• [WHAT YOU SHOULD DO]
Pick out every line of the items below that contains the word "board" and copy each of those lines.

• [DATA]
--- START ---

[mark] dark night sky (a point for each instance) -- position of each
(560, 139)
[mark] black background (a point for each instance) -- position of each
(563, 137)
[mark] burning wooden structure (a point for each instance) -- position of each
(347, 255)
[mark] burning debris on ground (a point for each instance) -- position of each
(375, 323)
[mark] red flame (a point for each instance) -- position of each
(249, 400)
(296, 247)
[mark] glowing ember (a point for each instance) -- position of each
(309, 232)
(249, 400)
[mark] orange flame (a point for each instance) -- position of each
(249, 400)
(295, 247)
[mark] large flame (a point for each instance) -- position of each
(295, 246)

--- END ---
--- START ---

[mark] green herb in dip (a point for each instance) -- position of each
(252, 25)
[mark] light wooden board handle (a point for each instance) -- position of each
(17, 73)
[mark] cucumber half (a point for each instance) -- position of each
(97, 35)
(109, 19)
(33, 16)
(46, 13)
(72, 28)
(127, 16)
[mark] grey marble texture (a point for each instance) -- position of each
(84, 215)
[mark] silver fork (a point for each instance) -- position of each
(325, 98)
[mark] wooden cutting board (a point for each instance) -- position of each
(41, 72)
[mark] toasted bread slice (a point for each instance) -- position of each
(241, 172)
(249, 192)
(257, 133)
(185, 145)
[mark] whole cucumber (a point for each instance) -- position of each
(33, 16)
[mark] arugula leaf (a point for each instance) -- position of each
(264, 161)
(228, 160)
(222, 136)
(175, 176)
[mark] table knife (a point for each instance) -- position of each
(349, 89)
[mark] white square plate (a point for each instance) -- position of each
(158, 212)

--- END ---

• [SOLUTION]
[mark] light wooden board handle (a point for each instance) -- position of each
[mark] wooden cutting board (a point for each instance) -- position of each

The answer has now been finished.